# Records to use
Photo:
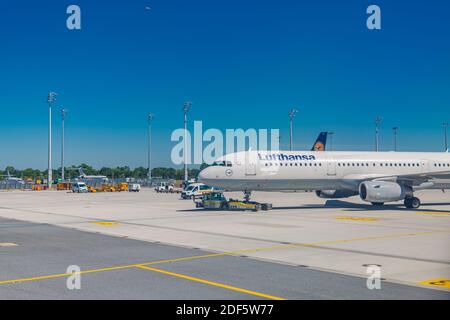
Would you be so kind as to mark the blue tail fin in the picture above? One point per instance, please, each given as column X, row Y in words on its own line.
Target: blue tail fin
column 321, row 142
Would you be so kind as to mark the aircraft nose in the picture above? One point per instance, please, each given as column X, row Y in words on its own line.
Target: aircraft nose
column 204, row 175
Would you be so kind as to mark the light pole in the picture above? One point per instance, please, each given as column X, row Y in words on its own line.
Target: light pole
column 50, row 99
column 149, row 155
column 291, row 115
column 63, row 117
column 445, row 125
column 395, row 129
column 331, row 134
column 186, row 107
column 378, row 121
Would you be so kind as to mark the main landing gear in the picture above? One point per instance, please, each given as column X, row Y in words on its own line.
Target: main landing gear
column 412, row 203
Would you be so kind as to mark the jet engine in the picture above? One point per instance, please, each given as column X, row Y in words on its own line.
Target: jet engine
column 335, row 194
column 383, row 191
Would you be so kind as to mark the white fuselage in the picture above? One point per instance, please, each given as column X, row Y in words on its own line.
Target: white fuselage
column 326, row 170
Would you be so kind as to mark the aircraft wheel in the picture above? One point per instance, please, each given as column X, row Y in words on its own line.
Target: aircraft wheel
column 412, row 203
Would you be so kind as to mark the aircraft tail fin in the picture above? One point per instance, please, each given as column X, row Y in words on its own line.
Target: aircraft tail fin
column 321, row 142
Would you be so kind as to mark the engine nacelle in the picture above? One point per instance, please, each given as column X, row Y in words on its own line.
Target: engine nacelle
column 335, row 194
column 383, row 191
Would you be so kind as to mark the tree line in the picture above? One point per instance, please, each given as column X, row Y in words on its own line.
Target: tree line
column 72, row 172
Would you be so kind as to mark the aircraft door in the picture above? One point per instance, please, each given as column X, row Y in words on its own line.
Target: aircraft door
column 250, row 164
column 331, row 167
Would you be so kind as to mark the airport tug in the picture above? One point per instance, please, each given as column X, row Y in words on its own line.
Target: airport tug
column 217, row 201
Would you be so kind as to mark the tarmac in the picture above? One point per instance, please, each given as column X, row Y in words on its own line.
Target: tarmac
column 155, row 246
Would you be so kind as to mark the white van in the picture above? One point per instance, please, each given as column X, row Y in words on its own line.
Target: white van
column 195, row 190
column 79, row 187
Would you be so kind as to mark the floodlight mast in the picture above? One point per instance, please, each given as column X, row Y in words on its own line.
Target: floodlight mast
column 187, row 105
column 149, row 155
column 50, row 100
column 378, row 121
column 291, row 115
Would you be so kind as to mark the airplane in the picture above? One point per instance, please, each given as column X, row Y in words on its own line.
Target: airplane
column 377, row 177
column 90, row 177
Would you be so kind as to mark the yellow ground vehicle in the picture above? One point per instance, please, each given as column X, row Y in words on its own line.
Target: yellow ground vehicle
column 122, row 186
column 217, row 201
column 64, row 186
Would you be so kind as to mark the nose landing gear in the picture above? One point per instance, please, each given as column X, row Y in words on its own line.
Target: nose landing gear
column 412, row 203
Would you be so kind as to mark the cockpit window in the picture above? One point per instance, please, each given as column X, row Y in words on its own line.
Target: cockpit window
column 222, row 164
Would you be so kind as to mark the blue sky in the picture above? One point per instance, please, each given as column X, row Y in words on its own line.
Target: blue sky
column 243, row 64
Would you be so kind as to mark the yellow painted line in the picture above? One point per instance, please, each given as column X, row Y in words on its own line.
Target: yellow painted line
column 60, row 275
column 8, row 244
column 212, row 283
column 441, row 282
column 437, row 212
column 288, row 246
column 357, row 218
column 106, row 223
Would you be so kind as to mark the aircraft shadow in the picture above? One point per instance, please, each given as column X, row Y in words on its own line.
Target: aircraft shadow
column 365, row 207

# Your goal
Please set down every record exactly as it appears, leaving out the pictures.

# Task answer
Photo:
Would you be so kind as to mark the blue tail fin in the picture above? One point per instance, please, each given as column X, row Y in words on its own line.
Target: blue tail fin
column 321, row 142
Would you be so kind as to mark the aircraft nose in the picture above? One point per instance, please, each given as column X, row Y in words on its own line.
Target: aircraft nose
column 204, row 175
Would you be so kind as to mark the light pole in the picture above? One point per instance, please, each given as column X, row Y in words on its own line.
Target: light pole
column 50, row 99
column 149, row 155
column 291, row 115
column 63, row 117
column 445, row 125
column 395, row 129
column 331, row 134
column 186, row 107
column 378, row 121
Would you be so kind as to mark the main landing gear in the picture above? One point per instance, please, each given as column X, row Y in words on its own line.
Target: main landing gear
column 412, row 203
Would you be so kind as to mark the jet engine in the picture above? One point per instance, please, each given as column X, row Y in words on its own line.
Target: jet engine
column 335, row 194
column 383, row 191
Would you be so kind as to mark the white fuselage in the picture above? One point per instance, please, each given as column X, row Y in words on its own line.
Target: white fuselage
column 326, row 170
Would you be so kind as to mark the aircraft wheel in the picture above? One point per instance, please, each given as column X, row Y in words on its own line.
Target: aircraft wheel
column 412, row 203
Would you be so kind as to mark the aircraft tail fin in the picture above? One point per instance, please, each given as column X, row Y in words on its own line.
Target: aircraft tail fin
column 321, row 142
Would you be so kind as to mark the engine nacelle in the picture above? One point per instance, please, each given as column X, row Y in words on its own line.
Target: engine nacelle
column 335, row 194
column 383, row 191
Would you be so kind as to mark the tree line in the picture above? One point per instance, please, each given as column X, row Y in words on its own line.
Target: tree line
column 72, row 172
Would you be so kind as to mark the aircraft door in the picture above? One point per instance, please, each given as column X, row Y in words on its own line.
Target: aircraft door
column 250, row 164
column 331, row 167
Would you be so kind as to mark the airport tug in the picture above? One point per instance, please, each given as column X, row Y in words on its own line.
Target: airport tug
column 217, row 201
Would you be so kind as to mark the tarmac in the picture above? One point per instance, please, each given as column X, row Y in words on its own line.
Target: tarmac
column 155, row 246
Would you be so kind as to mark the white van in the picture above? One point per instance, please, each given as column X, row Y in words on its own line.
Target: white van
column 195, row 190
column 79, row 187
Would you be so kind as to mark the floodlight mast in the picture above? One point per instance, please, each given as column X, row Y in words on its own line.
Target: floodlight mast
column 187, row 105
column 149, row 155
column 50, row 100
column 378, row 121
column 291, row 115
Would you be so kind as to mark the airplane in the picture above? One point per instance, please, each given as column X, row Y in words on its own line.
Target: airplane
column 377, row 177
column 90, row 177
Would you be so kind as to mark the yellow ground vehicle in the picture above? One point per instance, please, each given as column X, row Y in words on its own line.
Target: yellow ground vehicle
column 122, row 186
column 217, row 201
column 64, row 186
Would you be so kind as to mark the nose landing gear in the picture above? One point per instance, please, each given as column X, row Y in words on its own line.
Target: nose landing gear
column 412, row 203
Would you be so kind as to mark the cockpit window in the picture above? One point per instance, please, each given as column X, row Y in words on its own line.
Target: cockpit window
column 222, row 164
Would you be so kind as to mark the blue sky in the picture above? One point per instance, please, each given as column X, row Y in words on its own line.
Target: blue sky
column 243, row 64
Would you be so kind as to mark the yellow painted line in the picture above? One point per instance, please, each given as column X, row Y in words on its own line.
Target: yellow painted line
column 60, row 275
column 8, row 244
column 212, row 283
column 441, row 282
column 437, row 212
column 288, row 246
column 357, row 218
column 106, row 223
Would you be so kind as to mark the aircraft shadow in the picture above? One point per instance, please, each given as column X, row Y in words on its own line.
Target: aircraft shadow
column 365, row 207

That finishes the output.